▸ **Short problem A**:
Which distinct variable names are bound with `let` anywhere in the code of the Rust string indexing thread?
▸ **Short problem B**:
Can you output the part of the Rust string indexing thread starting at "use unicode_segmentation::UnicodeSegmentation" and ending at "at 23:9 Comment(4)"?

How to index a String in Rust
Asked Answered
H

8

152

I am attempting to index a string in Rust, but the compiler throws an error. My code (Project Euler problem 4, playground):

fn is_palindrome(num: u64) -> bool {
    let num_string = num.to_string();
    let num_length = num_string.len();

    for i in 0 .. num_length / 2 {
        if num_string[i] != num_string[(num_length - 1) - i] {
            return false;
        }
    }
    
    true
}

The error:

error[E0277]: the trait bound `std::string::String: std::ops::Index<usize>` is not satisfied
 --> <anon>:7:12
  |
7 |         if num_string[i] != num_string[(num_length - 1) - i] {
  |            ^^^^^^^^^^^^^
  |
  = note: the type `std::string::String` cannot be indexed by `usize`

Is there a reason why String can not be indexed? How can I access the data then?

Hardin answered 2/7, 2014 at 22:29 Comment(1)
This answer might help: #22118721Schematize
E
195

Yes, indexing into a string is not available in Rust. The reason for this is that Rust strings are encoded in UTF-8 internally, so the concept of indexing itself would be ambiguous, and people would misuse it: byte indexing is fast, but almost always incorrect (when your text contains non-ASCII symbols, byte indexing may leave you inside a character, which is really bad if you need text processing), while char indexing is not free because UTF-8 is a variable-length encoding, so you have to traverse the entire string to find the required code point.

If you are certain that your strings contain ASCII characters only, you can use the as_bytes() method on &str which returns a byte slice, and then index into this slice:

let num_string = num.to_string();

// ...

let b: u8 = num_string.as_bytes()[i];
let c: char = b as char;  // if you need to get the character as a unicode code point

If you do need to index code points, you have to use the char() iterator:

num_string.chars().nth(i).unwrap()

As I said above, this would require traversing the entire iterator up to the ith code element.

Finally, in many cases of text processing, it is actually necessary to work with grapheme clusters rather than with code points or bytes. With the help of the unicode-segmentation crate, you can index into grapheme clusters as well:

use unicode_segmentation::UnicodeSegmentation

let string: String = ...;
UnicodeSegmentation::graphemes(&string, true).nth(i).unwrap()

Naturally, grapheme cluster indexing has the same requirement of traversing the entire string as indexing into code points.

Eikon answered 2/7, 2014 at 23:9 Comment(4)

Labeled-object pointing entries
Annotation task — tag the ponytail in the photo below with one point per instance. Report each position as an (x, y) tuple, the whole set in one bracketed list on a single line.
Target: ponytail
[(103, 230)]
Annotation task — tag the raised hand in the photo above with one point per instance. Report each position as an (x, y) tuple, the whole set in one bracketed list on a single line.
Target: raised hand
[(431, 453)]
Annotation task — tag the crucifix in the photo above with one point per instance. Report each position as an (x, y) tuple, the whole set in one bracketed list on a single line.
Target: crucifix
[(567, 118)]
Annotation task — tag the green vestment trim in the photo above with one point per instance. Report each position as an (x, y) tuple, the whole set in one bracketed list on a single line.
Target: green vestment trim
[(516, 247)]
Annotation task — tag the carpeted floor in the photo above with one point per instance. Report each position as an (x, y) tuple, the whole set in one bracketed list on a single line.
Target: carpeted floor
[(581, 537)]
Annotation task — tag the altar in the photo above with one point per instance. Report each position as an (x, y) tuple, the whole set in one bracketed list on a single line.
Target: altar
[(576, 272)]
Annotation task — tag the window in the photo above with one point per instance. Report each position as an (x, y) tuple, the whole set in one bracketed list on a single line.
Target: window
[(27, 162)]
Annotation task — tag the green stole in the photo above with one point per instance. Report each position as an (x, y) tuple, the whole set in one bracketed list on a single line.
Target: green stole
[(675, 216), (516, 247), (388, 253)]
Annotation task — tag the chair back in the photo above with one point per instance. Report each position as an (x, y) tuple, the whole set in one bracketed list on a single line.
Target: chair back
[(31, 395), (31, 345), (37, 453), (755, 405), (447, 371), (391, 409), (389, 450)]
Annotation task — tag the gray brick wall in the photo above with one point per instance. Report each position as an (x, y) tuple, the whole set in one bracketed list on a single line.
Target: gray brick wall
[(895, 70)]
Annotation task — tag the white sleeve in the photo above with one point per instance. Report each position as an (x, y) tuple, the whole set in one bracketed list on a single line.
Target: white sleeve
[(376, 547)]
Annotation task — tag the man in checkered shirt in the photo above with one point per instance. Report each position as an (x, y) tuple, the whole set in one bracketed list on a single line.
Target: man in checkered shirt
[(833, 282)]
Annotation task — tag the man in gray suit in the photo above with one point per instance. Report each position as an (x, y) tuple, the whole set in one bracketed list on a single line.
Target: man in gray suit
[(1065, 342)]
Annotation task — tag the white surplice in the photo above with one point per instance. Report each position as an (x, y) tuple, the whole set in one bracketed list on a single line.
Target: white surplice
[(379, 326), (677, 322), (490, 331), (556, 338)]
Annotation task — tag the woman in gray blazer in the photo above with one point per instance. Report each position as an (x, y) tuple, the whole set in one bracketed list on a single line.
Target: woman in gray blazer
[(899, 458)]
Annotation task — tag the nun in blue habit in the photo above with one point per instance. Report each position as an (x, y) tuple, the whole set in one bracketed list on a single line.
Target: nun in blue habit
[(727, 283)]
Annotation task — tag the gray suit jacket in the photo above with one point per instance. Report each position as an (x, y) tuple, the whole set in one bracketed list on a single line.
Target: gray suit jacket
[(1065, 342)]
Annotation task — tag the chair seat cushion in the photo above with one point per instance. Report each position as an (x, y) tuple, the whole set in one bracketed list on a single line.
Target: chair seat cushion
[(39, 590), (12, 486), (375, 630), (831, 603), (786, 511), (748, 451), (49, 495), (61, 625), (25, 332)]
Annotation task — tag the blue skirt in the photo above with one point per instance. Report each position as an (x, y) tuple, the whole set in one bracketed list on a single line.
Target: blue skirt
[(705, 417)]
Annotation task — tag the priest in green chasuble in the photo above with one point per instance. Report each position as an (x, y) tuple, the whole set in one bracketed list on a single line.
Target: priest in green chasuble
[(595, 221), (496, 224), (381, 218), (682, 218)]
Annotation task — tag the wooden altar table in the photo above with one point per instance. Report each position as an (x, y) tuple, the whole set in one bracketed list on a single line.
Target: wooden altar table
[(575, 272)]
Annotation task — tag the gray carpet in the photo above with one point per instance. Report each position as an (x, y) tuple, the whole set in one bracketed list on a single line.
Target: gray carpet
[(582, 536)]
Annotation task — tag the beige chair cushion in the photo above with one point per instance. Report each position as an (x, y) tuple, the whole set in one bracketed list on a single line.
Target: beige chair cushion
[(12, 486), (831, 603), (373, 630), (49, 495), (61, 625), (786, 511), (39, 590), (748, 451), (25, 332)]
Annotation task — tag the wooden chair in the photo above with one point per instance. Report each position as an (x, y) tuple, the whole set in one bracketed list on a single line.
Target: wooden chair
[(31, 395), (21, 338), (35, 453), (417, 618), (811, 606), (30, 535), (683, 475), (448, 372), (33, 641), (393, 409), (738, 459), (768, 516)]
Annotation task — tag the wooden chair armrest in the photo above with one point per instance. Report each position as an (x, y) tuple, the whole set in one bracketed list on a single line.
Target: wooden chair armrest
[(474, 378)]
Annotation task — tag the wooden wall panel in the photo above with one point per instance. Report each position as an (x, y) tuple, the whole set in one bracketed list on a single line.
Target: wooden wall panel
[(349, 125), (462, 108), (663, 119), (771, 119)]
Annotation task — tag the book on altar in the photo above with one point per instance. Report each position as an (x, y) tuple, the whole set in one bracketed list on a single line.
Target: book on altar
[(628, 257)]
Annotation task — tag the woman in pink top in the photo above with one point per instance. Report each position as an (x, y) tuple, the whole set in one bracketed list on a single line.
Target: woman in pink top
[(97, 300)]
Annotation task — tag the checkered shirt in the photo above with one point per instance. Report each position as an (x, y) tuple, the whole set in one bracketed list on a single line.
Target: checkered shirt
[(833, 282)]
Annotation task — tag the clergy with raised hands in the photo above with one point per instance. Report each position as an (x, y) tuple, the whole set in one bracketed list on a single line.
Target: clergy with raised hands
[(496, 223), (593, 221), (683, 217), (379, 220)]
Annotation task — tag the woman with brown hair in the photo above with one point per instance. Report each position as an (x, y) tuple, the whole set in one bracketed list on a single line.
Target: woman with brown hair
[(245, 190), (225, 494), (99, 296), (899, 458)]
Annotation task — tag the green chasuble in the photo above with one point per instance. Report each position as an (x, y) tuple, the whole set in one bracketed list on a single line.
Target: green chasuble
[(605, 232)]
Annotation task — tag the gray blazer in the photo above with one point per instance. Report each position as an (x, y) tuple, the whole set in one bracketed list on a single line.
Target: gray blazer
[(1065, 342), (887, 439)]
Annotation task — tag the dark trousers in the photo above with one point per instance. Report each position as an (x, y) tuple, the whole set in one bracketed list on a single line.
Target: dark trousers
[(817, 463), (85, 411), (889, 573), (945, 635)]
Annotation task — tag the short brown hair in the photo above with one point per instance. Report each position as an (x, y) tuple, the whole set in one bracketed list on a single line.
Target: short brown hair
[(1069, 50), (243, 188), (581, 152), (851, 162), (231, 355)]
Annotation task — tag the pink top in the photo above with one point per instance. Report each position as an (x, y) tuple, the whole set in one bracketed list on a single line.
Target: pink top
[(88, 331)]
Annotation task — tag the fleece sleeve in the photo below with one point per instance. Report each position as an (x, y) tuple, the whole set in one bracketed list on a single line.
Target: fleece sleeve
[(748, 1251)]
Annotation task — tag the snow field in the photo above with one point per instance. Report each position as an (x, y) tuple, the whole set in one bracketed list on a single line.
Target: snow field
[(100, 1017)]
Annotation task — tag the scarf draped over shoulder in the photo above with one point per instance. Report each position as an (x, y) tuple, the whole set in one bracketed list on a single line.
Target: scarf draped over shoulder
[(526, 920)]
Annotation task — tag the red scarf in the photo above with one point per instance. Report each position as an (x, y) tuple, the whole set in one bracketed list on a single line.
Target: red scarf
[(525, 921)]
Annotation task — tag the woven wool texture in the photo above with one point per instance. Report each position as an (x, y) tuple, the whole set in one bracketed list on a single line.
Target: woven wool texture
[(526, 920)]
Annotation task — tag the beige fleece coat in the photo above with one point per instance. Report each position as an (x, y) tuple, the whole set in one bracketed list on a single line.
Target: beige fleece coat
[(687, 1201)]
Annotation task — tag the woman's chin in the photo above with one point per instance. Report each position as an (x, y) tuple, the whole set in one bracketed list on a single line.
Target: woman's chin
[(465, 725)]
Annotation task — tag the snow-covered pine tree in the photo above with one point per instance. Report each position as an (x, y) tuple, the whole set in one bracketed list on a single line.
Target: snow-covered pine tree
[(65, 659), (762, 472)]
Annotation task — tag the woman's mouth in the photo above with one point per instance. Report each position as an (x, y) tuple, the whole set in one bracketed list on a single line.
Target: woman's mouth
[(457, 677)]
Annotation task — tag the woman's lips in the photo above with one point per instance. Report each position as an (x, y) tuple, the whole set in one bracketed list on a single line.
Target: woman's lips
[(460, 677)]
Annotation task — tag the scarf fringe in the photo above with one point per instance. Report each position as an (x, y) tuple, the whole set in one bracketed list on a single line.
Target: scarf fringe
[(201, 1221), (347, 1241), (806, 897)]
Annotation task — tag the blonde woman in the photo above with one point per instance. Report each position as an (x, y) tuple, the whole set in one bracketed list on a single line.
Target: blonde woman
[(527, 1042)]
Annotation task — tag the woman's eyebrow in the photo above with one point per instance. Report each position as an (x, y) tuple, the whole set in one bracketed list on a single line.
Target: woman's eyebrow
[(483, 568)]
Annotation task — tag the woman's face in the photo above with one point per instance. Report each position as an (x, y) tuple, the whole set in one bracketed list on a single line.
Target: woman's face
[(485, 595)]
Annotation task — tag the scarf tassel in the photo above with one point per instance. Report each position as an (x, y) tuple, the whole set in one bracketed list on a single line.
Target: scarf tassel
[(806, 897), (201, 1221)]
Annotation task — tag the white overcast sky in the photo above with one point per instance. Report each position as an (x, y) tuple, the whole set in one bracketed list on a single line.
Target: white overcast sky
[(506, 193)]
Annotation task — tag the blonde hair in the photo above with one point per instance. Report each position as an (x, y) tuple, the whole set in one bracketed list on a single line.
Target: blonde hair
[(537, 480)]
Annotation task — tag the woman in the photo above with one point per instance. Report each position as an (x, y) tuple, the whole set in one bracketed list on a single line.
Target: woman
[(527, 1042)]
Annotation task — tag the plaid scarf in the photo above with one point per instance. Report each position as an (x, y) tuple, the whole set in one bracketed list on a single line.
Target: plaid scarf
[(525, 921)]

▸ **Exercise solution A**:
num_string, num_length, b, c, string

▸ **Exercise solution B**:
use unicode_segmentation::UnicodeSegmentation

let string: String = ...;
UnicodeSegmentation::graphemes(&string, true).nth(i).unwrap()

Naturally, grapheme cluster indexing has the same requirement of traversing the entire string as indexing into code points.

Eikon answered 2/7, 2014 at 23:9 Comment(4)